▶ _Exercise directions_: Quote the full listing word for word.

---- Materials provided

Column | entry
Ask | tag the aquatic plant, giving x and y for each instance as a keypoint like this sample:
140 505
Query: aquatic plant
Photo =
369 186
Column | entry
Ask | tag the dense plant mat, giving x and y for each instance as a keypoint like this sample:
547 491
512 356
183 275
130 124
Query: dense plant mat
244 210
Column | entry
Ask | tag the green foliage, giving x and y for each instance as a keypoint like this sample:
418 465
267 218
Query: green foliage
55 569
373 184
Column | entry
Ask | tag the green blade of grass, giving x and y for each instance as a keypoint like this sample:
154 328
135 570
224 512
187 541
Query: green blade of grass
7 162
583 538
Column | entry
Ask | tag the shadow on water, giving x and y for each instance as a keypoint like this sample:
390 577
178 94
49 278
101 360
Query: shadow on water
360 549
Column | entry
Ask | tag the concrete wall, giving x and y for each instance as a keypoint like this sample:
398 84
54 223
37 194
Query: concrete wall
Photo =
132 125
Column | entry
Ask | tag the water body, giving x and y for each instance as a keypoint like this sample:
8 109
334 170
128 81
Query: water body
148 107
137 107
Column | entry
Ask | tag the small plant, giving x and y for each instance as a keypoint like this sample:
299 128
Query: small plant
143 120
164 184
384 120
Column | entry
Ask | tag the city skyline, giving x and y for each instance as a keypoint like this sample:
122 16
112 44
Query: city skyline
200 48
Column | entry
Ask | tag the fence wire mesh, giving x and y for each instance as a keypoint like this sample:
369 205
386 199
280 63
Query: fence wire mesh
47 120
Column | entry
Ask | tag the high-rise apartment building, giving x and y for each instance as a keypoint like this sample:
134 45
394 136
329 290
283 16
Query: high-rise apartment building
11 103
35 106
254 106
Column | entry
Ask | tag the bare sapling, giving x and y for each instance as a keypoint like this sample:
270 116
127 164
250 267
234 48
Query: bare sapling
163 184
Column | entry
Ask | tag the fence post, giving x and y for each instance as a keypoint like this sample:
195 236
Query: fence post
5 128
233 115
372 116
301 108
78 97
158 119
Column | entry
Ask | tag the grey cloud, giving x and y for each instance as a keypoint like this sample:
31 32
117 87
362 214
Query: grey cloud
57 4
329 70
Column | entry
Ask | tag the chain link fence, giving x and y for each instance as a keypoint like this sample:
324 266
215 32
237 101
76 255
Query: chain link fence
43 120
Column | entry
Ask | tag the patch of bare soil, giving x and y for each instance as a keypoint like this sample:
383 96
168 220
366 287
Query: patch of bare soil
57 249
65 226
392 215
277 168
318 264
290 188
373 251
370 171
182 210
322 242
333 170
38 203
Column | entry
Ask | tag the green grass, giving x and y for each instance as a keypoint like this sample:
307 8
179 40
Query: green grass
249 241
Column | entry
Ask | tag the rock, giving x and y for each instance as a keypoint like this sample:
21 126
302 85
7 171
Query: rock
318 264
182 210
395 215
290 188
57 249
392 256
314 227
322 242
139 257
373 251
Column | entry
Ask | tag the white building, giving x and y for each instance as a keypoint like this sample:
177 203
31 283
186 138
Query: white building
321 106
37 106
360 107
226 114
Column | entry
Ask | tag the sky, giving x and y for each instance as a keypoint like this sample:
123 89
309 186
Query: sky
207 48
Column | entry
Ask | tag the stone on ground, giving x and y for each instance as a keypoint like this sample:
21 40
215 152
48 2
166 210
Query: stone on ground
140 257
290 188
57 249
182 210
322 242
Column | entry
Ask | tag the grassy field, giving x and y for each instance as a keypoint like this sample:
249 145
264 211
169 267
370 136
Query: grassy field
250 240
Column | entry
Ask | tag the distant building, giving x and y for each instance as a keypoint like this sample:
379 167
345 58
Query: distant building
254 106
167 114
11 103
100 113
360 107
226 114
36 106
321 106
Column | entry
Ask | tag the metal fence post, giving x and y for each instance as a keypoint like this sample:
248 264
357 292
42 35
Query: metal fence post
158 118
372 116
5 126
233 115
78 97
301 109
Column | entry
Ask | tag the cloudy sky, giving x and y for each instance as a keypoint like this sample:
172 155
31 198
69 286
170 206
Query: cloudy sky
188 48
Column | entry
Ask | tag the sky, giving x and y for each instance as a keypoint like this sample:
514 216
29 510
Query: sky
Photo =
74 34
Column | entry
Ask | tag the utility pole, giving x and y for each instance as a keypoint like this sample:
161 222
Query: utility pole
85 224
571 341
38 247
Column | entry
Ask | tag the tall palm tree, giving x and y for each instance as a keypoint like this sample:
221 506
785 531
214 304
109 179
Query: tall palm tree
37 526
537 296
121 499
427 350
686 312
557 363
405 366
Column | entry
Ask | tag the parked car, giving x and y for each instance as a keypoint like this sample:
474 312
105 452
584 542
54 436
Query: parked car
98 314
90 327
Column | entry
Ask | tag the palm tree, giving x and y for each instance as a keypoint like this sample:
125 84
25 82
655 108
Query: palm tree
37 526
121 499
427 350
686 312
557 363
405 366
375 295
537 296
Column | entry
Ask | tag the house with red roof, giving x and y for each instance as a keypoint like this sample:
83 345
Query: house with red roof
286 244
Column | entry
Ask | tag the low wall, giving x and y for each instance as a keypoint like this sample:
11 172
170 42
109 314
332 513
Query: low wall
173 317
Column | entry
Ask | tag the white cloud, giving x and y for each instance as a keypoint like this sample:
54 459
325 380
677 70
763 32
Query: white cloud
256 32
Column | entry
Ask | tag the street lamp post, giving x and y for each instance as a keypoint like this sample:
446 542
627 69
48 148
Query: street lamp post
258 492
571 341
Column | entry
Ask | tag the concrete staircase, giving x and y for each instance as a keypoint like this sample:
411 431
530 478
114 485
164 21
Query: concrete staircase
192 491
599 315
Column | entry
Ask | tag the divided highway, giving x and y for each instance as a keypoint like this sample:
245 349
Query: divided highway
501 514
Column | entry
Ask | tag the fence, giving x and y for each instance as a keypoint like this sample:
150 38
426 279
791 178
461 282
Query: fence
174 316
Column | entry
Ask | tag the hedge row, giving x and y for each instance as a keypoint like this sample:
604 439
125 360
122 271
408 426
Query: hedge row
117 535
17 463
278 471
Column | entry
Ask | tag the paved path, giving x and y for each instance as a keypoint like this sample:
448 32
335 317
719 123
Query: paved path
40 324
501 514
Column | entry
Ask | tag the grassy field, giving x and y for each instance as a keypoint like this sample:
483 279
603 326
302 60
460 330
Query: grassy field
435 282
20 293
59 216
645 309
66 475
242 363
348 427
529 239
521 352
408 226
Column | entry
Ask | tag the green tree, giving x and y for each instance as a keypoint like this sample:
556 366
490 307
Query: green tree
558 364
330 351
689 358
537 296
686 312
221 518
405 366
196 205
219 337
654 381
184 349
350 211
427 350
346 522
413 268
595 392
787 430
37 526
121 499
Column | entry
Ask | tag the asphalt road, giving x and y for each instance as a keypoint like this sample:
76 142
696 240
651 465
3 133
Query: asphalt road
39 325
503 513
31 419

--------

▶ _Answer to the task_:
Column | entry
Ask | tag the aquatic plant, giving x and y for each instance as a keypoint like this sample:
140 505
Query: aquatic plant
Photo =
369 186
Column | entry
Ask | tag the dense plant mat, giving x and y for each instance as a keypoint like this sample:
547 491
512 356
183 275
130 124
Query: dense plant mat
244 210
Column | entry
Ask | tag the green foliage, giving x and y for each instance as a keypoint like this sample:
418 465
267 218
Query: green foliage
55 569
373 184
Column | entry
Ask | tag the green blade of grass, giving x and y for each instance as a keypoint like this sample:
154 328
135 570
224 512
187 541
Query: green blade of grass
7 162
583 538
Column | entry
Ask | tag the shadow on water, giving x and y for each instance as a keypoint like this sample:
390 577
178 94
49 278
101 360
Query: shadow on water
360 549
Column | entry
Ask | tag the concrete wall, giving x and y for each instance as a keypoint like this sample:
398 84
54 223
37 194
Query: concrete wall
Photo =
132 125
Column | entry
Ask | tag the water body, giving x and y for each instance as a keypoint like this sample:
8 109
334 170
128 81
Query: water body
148 107
137 107
Column | entry
Ask | tag the small plant, giving x and y for each instance as a keypoint like this sample:
299 128
Query: small plant
143 120
164 184
384 120
Column | entry
Ask | tag the city skyline, giving x and y for each instance as a keypoint like this sample:
122 16
112 44
Query: city skyline
200 48
Column | entry
Ask | tag the fence wire mesh, giving x and y for each instance as a keypoint like this sample:
369 205
386 199
280 63
Query: fence wire mesh
47 120
Column | entry
Ask | tag the high-rise apartment building, giving x and y for each instance as a keypoint like this sample:
134 45
394 136
329 290
283 16
Query: high-rise apartment building
11 103
35 106
254 106
Column | entry
Ask | tag the bare sapling, giving x and y for each instance as a keypoint like this sample:
270 116
127 164
250 267
234 48
Query: bare sapling
163 184
Column | entry
Ask | tag the fence post, giving x and y for each instance as a keypoint like this sample:
195 236
Query: fence post
5 128
233 115
372 116
301 108
78 97
158 119
Column | entry
Ask | tag the grey cloud, giving x and y for each instance as a keypoint like this sample:
31 32
117 87
362 214
Query: grey cloud
57 4
329 70
Column | entry
Ask | tag the chain link fence, giving x and y for each instance as a keypoint like this sample:
324 266
215 32
237 101
76 255
Query: chain link fence
43 120
Column | entry
Ask | tag the patch of bare soil, giving x and y for each instance as a keypoint like this sample:
383 96
168 220
366 287
Query: patch of bare soil
57 249
65 226
392 215
277 168
318 264
290 188
373 251
370 171
182 210
322 242
333 170
38 203
Column | entry
Ask | tag the green grass, giving x and y for each instance as a keypoint like this sample:
307 8
179 40
Query: green grass
249 241
Column | entry
Ask | tag the rock, giving x and y for each instance as a keypoint like this sample:
21 126
302 85
7 171
Query: rock
318 264
182 210
395 215
290 188
57 249
392 256
314 227
322 242
139 257
373 251
Column | entry
Ask | tag the white building, giving x and y for each instance as a keypoint like this sample:
177 203
31 283
186 138
Query: white building
321 106
37 106
360 107
226 114
Column | entry
Ask | tag the sky, giving x and y for each instance as a keypoint like this sample:
123 89
309 186
Query: sky
207 48
Column | entry
Ask | tag the stone on ground, giving x and y for each instance as a keypoint like this sample:
21 40
215 152
48 2
166 210
Query: stone on ground
140 257
290 188
57 249
182 210
322 242
Column | entry
Ask | tag the grassy field, giving x and y for each instance as a keypoint like this sample:
249 145
264 211
169 267
370 136
Query: grassy field
250 240
Column | entry
Ask | tag the distant building, giving x and y for each instance as a keypoint like this sample:
379 167
345 58
Query: distant building
254 106
167 114
11 103
100 113
360 107
226 114
36 106
321 106
Column | entry
Ask | tag the metal fence post, giving x and y for each instance as a keypoint like this sample:
248 264
357 292
42 35
Query: metal fence post
158 118
372 116
5 126
233 115
78 97
301 109
Column | entry
Ask | tag the cloudy sky, giving x and y for each instance as a keypoint like this sample:
172 155
31 198
69 286
170 206
Query: cloudy sky
188 48
Column | entry
Ask | tag the sky, giving x and y for each instance as a keypoint like this sample:
514 216
29 510
Query: sky
Photo =
74 34
Column | entry
Ask | tag the utility pole, giving x and y for each instance as a keypoint like this sample:
161 222
Query: utility pole
85 224
571 341
38 247
Column | entry
Ask | tag the tall palm tree, giving x and y for each instance as a keypoint like this sample:
221 506
785 531
214 304
109 179
Query: tall palm tree
37 526
537 296
121 499
427 350
686 312
557 363
405 366
Column | entry
Ask | tag the parked car, giving x and y for each instance as a keypoint like this sample:
474 312
105 452
584 542
54 436
Query: parked car
98 314
90 327
Column | entry
Ask | tag the palm tree, giving x and y for each instance as a keypoint like this sample:
125 84
25 82
655 108
Query: palm tree
37 526
121 499
427 350
686 312
557 363
405 366
375 295
537 296
Column | entry
Ask | tag the house with red roof, giving x and y for each instance as a keypoint like this sample:
83 345
Query: house with red roof
286 244
Column | entry
Ask | tag the low wall, giving x and y for each instance as a keypoint like this sample:
11 172
170 42
109 314
332 513
Query: low wall
173 317
Column | entry
Ask | tag the white cloud, giving x and y for each instance as a keypoint like this sample:
54 459
325 380
677 70
763 32
Query: white cloud
256 32
Column | entry
Ask | tag the street lamp post, giving x and y for each instance as a keypoint like this sample:
446 542
627 69
48 148
Query: street lamp post
258 492
571 341
Column | entry
Ask | tag the concrete staircase, giving x and y for each instance as a keypoint like this sample:
411 431
530 478
114 485
164 21
Query: concrete staircase
192 491
599 315
Column | entry
Ask | tag the divided highway, giving x and y for each instance as a keypoint like this sample:
245 349
Query: divided highway
501 514
Column | entry
Ask | tag the fence, giving x and y for each instance as a keypoint like this sample:
150 38
426 279
791 178
461 282
Query: fence
174 316
Column | entry
Ask | tag the hedge row, giving x and y for each instance as a keypoint like this sample:
604 439
125 360
122 271
408 426
Query: hedge row
117 535
17 463
278 471
Column | entry
Ask | tag the paved path, giving x and y for each instance as a keypoint like this sample:
448 32
335 317
719 123
Query: paved path
40 324
501 514
Column | entry
Ask | tag the grassy field, giving x and y for each instance as a keypoint like this sample:
483 279
603 326
302 60
460 330
Query: grassy field
435 282
20 293
59 216
645 309
66 475
242 363
348 427
529 239
521 352
408 226
Column | entry
Ask | tag the green tree, giving x and y for each instance as a keypoint like this sample:
556 366
490 307
Query: green tree
558 364
330 351
689 358
537 296
686 312
221 518
405 366
196 205
219 337
654 381
184 349
350 211
427 350
346 522
413 268
595 392
787 430
37 526
121 499
Column | entry
Ask | tag the asphalt road, giving x and y for each instance as a keypoint like this sample:
76 142
696 240
651 465
3 133
Query: asphalt road
39 325
503 513
31 419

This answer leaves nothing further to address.